**WHAT THE TASK ASKS**
What you should output is the data below, unchanged in every character.

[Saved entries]
"""

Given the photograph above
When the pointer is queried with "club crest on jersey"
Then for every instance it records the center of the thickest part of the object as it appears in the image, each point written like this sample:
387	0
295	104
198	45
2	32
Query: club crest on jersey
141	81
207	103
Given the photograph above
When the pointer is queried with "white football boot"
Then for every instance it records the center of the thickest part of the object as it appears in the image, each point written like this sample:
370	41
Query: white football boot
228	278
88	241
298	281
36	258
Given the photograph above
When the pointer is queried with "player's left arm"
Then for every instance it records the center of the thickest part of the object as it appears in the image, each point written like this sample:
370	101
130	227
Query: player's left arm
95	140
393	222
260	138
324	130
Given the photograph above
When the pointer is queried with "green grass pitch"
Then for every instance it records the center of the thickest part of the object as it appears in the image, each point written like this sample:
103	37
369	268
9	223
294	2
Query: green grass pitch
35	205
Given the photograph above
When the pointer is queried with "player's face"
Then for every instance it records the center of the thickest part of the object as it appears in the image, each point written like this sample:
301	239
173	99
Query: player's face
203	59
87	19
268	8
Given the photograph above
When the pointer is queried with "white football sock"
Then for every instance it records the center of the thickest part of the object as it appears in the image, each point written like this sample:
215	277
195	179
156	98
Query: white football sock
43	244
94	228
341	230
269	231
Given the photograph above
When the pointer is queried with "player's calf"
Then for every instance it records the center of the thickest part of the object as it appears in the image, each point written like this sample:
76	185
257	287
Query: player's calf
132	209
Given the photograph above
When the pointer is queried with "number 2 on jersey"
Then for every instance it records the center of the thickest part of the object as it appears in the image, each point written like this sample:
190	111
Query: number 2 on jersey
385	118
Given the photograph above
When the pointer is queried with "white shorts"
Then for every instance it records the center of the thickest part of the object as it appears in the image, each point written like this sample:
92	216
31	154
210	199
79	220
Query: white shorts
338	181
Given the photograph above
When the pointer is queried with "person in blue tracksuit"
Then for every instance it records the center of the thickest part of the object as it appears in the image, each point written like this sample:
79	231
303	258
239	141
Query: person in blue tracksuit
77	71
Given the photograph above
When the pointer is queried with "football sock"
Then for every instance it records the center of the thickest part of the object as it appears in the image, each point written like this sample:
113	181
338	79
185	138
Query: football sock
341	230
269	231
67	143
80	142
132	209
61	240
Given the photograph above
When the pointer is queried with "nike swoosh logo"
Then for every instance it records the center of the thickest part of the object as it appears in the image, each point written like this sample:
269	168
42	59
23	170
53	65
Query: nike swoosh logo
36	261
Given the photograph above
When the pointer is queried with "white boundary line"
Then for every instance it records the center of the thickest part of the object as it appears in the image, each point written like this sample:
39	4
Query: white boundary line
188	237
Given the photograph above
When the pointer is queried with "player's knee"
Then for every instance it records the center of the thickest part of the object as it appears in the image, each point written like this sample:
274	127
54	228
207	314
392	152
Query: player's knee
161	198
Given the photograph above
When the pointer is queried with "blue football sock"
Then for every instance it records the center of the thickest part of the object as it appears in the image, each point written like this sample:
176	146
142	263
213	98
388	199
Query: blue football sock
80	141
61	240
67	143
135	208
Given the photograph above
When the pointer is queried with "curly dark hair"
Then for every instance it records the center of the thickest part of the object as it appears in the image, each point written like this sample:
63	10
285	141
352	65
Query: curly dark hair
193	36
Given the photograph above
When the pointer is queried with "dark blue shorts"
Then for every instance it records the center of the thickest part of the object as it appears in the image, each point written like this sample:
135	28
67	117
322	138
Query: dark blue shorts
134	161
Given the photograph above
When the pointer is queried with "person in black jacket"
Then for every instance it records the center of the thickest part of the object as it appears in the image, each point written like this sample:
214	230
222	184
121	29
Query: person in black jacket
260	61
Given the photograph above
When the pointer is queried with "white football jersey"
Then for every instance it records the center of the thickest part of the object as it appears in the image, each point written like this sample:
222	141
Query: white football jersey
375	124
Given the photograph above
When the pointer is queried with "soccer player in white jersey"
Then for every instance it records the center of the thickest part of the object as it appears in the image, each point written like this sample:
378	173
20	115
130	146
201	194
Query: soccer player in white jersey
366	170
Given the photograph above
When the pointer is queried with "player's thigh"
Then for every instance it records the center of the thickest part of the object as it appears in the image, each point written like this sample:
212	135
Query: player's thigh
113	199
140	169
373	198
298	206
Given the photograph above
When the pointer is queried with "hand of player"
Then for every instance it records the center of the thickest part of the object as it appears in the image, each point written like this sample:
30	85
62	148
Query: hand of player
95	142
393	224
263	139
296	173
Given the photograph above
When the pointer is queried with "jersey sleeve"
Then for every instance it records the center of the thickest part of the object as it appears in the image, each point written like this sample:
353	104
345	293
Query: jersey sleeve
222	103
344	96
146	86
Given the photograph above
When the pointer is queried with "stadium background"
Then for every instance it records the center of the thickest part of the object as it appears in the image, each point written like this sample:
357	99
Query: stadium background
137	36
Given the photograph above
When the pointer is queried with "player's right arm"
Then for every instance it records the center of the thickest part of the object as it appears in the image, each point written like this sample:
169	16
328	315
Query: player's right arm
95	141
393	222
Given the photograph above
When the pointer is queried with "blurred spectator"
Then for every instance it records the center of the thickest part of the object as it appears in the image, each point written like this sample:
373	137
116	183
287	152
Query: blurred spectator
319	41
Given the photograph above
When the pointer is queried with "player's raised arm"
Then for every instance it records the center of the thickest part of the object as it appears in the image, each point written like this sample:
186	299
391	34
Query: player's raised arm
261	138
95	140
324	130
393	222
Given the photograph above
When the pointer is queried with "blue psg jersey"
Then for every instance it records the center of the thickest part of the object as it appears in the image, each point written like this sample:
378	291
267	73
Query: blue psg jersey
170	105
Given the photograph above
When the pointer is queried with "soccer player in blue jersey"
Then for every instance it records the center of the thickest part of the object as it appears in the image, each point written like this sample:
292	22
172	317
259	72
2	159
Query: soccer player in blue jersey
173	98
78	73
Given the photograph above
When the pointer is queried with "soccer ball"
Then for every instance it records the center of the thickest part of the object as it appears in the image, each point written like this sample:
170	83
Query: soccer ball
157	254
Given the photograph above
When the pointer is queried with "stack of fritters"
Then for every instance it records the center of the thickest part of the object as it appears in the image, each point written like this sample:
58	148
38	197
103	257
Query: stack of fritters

"""

**WRITTEN ANSWER**
Given the photograph above
When the pointer is queried with "club crest on jersey"
Then for every instance it records the center of the thickest part of the object as it appears in the image, each point written like this sample:
387	0
295	104
198	45
2	32
Query: club crest on jersey
141	81
207	103
Given the photograph above
When the pointer is queried with "white football boot"
Then for every instance it records the center of the thickest part of the object as it appears in the image, each point written like this sample:
370	41
Query: white football boot
228	278
88	241
298	281
36	258
Given the photograph above
When the pointer is queried with "player's left arm"
Then for every instance it records the center of the thickest part of the object as it appears in the image, each point written like this sample:
370	101
130	227
Query: player's left arm
95	140
393	222
260	138
324	130
Given the photograph above
When the pointer is queried with "green grass pitch"
Then for every instance it records the center of the thickest part of the object as it appears in the image, each point written like this sample:
103	37
369	268
9	223
294	2
Query: green grass pitch
35	205
Given the photograph above
When the pointer is queried with "player's face"
Then for every instance it records the center of the thickest part of the object as it appears in the image, each point written like this sample:
301	239
173	99
Query: player's face
203	59
87	19
268	8
Given the photograph above
When the pointer is queried with "white football sock"
Then for every instance it records the center of the thickest part of the object as it appears in the image, each point written like this sample:
215	277
195	179
156	98
Query: white football sock
43	244
94	228
341	230
269	231
Given the photograph above
When the pointer is queried with "player's calf"
Then for every instance it records the center of the thickest part of the object as it appears in the image, each point written like this sample:
76	185
257	287
Query: player's calf
132	209
Given the photograph above
When the pointer is queried with "number 2 on jersey"
Then for every instance it records the center of the thickest part of the object as it appears in the image, each point written like this sample:
190	111
Query: number 2 on jersey
385	118
Given the photograph above
When the pointer is queried with "white shorts"
Then for every instance it records the center of the thickest part of the object as it appears in the image, each point written like this sample:
92	216
31	154
210	199
79	220
Query: white shorts
338	181
Given the photograph above
When the pointer is queried with "person in blue tracksuit"
Then for every instance it records the center of the thickest part of the object as it appears in the image, each point written like this sample:
79	231
303	258
239	141
Query: person in blue tracksuit
77	71
Given the photograph above
When the pointer is queried with "football sock"
Then for every instance it records the center of the thickest part of the object as it appears in the image, each point written like this sample:
113	181
338	79
185	138
Query: football sock
341	230
269	231
67	143
80	142
132	209
61	240
Given the photograph above
When the pointer is queried with "nike swoosh logo"
Then for every instance it records the center of the thickest part of the object as it appears in the image, each point written like this sample:
269	168
42	59
23	170
53	65
Query: nike swoosh logo
36	261
Given the photograph above
When the pointer is queried with "white boundary line"
Then for every instance it records the center of the thickest part of the object as it appears in the image, each point written like this sample:
39	4
Query: white boundary line
188	237
Given the photograph above
When the pointer is queried with "player's knee"
Then for every instance it records the center of the thickest part of the object as it appears in the image, each point written like this sample:
274	127
54	228
207	314
392	152
Query: player's knee
161	198
Given the photograph above
When the pointer is queried with "blue football sock"
Then for every instance it records the center of the thickest part of the object as it appears in the image, each point written like this sample:
176	146
142	263
213	98
388	199
Query: blue football sock
80	141
61	240
67	143
135	208
Given the photograph above
When the pointer is queried with "curly dark hair"
Then for every instance it records the center of the thickest part of the object as it appears in the image, each point written like this sample:
63	10
285	141
352	65
Query: curly dark hair
193	36
Given the photograph above
When the pointer is queried with "dark blue shorts"
Then for every instance it records the center of the thickest part of the object as it appears in the image, each point written like this sample:
135	28
67	117
322	138
Query: dark blue shorts
134	161
Given the photograph above
When the pointer is queried with "person in black jacket"
Then for every instance it records the center of the thickest part of the object as it appears in the image, each point written like this sample:
214	230
222	184
121	29
Query: person in black jacket
260	61
Given the photograph above
When the pointer is queried with "white football jersey"
Then for every instance it records the center of the thickest part of the object as it appears in the image, each point written like this sample:
222	141
Query: white football jersey
375	124
Given the photograph above
When the pointer is queried with "soccer player in white jersey"
Then for every instance it records the center of the thickest part of the object as it appears in the image, each point written like this sample:
378	173
20	115
130	146
201	194
Query: soccer player in white jersey
366	170
Given the photograph above
When the pointer is queried with "player's thigh"
Then for every instance it records the center of the thickest part of the object as it appears in the image, each point written like this sample:
212	135
Query: player's thigh
113	199
140	169
373	198
298	206
Given the photograph above
When the pointer is queried with "hand of player"
Then for every instance it records the center of the thickest part of the object as it appears in the image, each point written like this sample:
30	85
62	148
Query: hand of player
95	142
393	224
263	139
296	173
Given the photograph above
When the pointer is queried with "jersey sleeve"
Then for every instance it records the center of the thickest part of the object as it appears in the image, each point written like this sample:
353	104
345	293
Query: jersey sleeve
222	103
344	96
146	86
Given the photograph above
When the pointer is queried with "stadium background"
Then for every instance it records the center of the thickest part of the object as it appears in the image, each point written like this sample:
357	99
Query: stadium background
137	36
Given the photograph above
When the pointer is queried with "player's right arm"
Then for every instance it records the center of the thickest part of the object as it appears in the image, each point written like this sample:
169	16
328	315
Query: player's right arm
95	141
393	222
Given the photograph above
When the pointer is queried with "blurred spectator"
Then for every instance it records the center of the thickest part of the object as it appears in the image, each point written like this sample:
373	137
116	183
287	152
Query: blurred spectator
319	41
Given the photograph above
When the pointer is queried with "player's raised arm"
Then for every instance it records the center of the thickest part of the object as it appears in the image, each point written like this sample:
186	299
391	34
Query: player's raised arm
261	138
95	140
324	130
393	222
Given the photograph above
When the pointer is queried with "blue psg jersey"
Then for every instance it records the center of the thickest part of the object as it appears in the image, each point written like this sample:
378	291
267	73
Query: blue psg jersey
170	105
Given the photograph above
When the pointer is queried with "soccer player in blue jersey"
Then for every instance it records the center of the thickest part of the object as it appears in the image, each point written like this sample:
292	22
172	317
259	72
2	159
Query: soccer player in blue jersey
173	98
78	73
Given the photograph above
When the pointer is queried with "soccer ball"
Then for every instance it records the center of the thickest part of the object as it appears in the image, each point written like this sample:
170	83
Query: soccer ball
157	254
Given the photograph above
When the pointer is queried with "stack of fritters"
Then for every instance it records the center of the thickest part of the object as it appears in the image, each point written like this sample:
58	148
38	197
103	257
Query: stack of fritters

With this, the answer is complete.